───── Records ─────
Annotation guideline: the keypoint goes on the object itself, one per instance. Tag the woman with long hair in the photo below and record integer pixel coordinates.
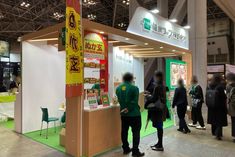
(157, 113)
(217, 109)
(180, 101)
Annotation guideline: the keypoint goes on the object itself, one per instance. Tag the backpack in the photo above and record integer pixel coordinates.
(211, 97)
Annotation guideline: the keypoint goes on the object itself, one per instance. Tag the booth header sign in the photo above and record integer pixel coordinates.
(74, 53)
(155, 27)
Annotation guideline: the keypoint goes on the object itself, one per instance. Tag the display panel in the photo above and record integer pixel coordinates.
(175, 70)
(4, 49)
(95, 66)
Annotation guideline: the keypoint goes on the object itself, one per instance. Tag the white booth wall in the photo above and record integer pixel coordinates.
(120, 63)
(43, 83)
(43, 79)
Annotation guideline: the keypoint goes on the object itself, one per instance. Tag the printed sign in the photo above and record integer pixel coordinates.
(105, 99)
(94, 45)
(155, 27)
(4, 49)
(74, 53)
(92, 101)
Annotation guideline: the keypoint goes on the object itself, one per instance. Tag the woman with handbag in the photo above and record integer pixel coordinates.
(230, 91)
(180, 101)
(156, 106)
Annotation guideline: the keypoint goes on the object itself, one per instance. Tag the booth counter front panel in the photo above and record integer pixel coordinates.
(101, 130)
─────
───── Records ─────
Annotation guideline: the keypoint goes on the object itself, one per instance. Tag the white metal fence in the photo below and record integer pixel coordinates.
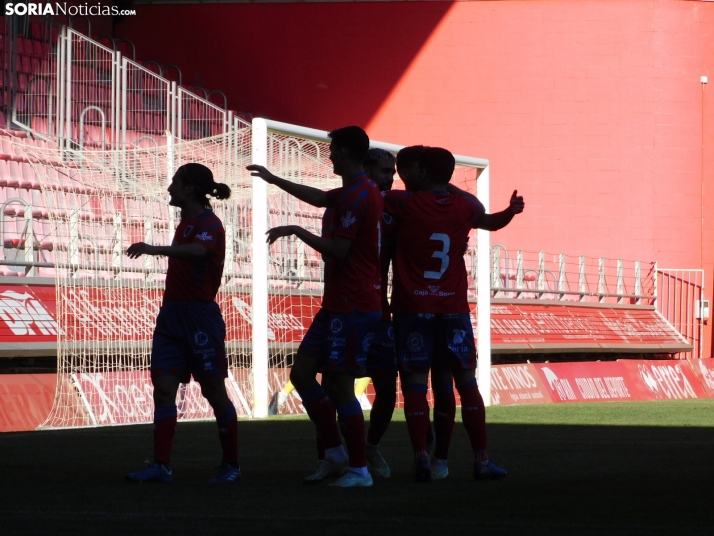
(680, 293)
─────
> [Exercise aim]: Please pull out every row above that contains the word "hair" and copy each one in full.

> [Output]:
Annotation guideline: the keypoint goes on the object itself, one per instance. Tag the woman with long hair in the photo below and record integer pixel coordinates.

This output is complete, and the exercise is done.